### 输出要求
把下列条目中的“single dot”一律改成“single marker”，其余内容保持不变，重新写出全部条目。

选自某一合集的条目
- - - - - - -

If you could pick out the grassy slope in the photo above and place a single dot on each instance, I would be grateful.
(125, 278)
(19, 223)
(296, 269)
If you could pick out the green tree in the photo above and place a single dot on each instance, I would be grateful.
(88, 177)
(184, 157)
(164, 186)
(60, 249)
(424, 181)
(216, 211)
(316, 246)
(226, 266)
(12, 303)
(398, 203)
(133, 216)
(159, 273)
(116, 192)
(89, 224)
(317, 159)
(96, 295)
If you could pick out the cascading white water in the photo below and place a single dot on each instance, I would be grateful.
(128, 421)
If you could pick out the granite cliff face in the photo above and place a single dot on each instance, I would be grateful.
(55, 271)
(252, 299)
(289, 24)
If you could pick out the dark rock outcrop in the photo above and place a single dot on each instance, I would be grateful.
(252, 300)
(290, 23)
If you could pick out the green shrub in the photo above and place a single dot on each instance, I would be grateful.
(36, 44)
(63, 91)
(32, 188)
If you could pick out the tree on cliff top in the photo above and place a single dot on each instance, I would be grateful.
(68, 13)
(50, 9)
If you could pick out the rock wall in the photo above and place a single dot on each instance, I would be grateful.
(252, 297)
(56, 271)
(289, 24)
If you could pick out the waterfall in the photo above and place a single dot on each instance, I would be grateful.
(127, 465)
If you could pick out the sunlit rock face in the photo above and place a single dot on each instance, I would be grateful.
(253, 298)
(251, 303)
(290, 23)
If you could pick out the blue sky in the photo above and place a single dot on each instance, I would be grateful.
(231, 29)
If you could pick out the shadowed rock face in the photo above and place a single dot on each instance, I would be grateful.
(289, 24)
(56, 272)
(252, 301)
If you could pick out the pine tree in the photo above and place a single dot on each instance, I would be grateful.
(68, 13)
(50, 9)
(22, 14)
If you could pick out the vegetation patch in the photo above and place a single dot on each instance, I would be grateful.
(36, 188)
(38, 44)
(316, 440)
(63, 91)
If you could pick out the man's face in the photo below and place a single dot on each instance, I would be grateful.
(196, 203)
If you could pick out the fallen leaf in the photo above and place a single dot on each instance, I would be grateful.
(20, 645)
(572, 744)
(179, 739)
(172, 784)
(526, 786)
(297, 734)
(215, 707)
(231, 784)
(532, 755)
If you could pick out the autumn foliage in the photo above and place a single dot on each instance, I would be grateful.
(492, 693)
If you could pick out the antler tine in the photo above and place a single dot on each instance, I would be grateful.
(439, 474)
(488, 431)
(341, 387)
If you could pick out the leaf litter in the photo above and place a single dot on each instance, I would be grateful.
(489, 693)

- - - - - - -

### 参考答案
If you could pick out the grassy slope in the photo above and place a single marker on each instance, I would be grateful.
(125, 278)
(19, 223)
(296, 269)
If you could pick out the green tree in the photo above and place a single marker on each instance, I would be grateful.
(88, 177)
(184, 157)
(164, 186)
(60, 249)
(424, 181)
(216, 211)
(316, 246)
(226, 266)
(12, 303)
(398, 203)
(133, 216)
(159, 273)
(116, 192)
(89, 224)
(317, 159)
(96, 295)
If you could pick out the cascading white water in the photo below and place a single marker on each instance, I would be grateful.
(128, 421)
If you could pick out the granite cliff face in the photo above and place a single marker on each instance, I would be grateful.
(55, 271)
(252, 299)
(289, 24)
If you could pick out the dark rock outcrop in the photo above and place a single marker on each instance, I would be grateful.
(252, 300)
(290, 23)
If you could pick out the green shrub in the photo above and place a single marker on each instance, I would be grateful.
(36, 44)
(63, 91)
(32, 188)
If you could pick out the tree on cliff top in the photo above and place a single marker on each instance, I would be grateful.
(68, 13)
(50, 9)
If you could pick out the rock wall in the photo above and place a single marker on each instance, I would be grateful.
(252, 297)
(56, 271)
(289, 24)
If you could pick out the waterfall in the photo above and place a single marker on each instance, I would be grateful.
(127, 465)
If you could pick out the sunlit rock face in the photo above and place a single marker on each instance, I would be grateful.
(253, 298)
(251, 303)
(290, 23)
If you could pick out the blue sky in the photo above and place a single marker on each instance, I would be grateful.
(231, 29)
If you could pick out the shadowed rock face in the photo above and place a single marker on each instance, I would be grateful.
(289, 24)
(56, 272)
(252, 301)
If you could pick out the pine tree in the photo above and place a single marker on each instance, I would be grateful.
(68, 13)
(50, 9)
(22, 14)
If you could pick out the vegetation patch in the photo above and place a single marker on each instance, I would be grateful.
(36, 188)
(38, 44)
(316, 440)
(63, 91)
If you could pick out the man's face in the photo below and place a single marker on each instance, I would be grateful.
(196, 203)
If you could pick out the fallen leaf in the photo above and place a single marker on each instance, I would be grateful.
(20, 645)
(572, 744)
(179, 739)
(172, 784)
(526, 786)
(297, 734)
(215, 707)
(231, 784)
(532, 755)
If you could pick out the autumn foliage in the photo above and place a single marker on each instance, I would be grateful.
(492, 693)
If you could pick out the antler tine in the photo above and place a single marker on each instance, I would be grateful.
(439, 474)
(488, 431)
(341, 387)
If you could pick out the leaf litter in the photo above and place a single marker on each instance, I would be grateful.
(489, 693)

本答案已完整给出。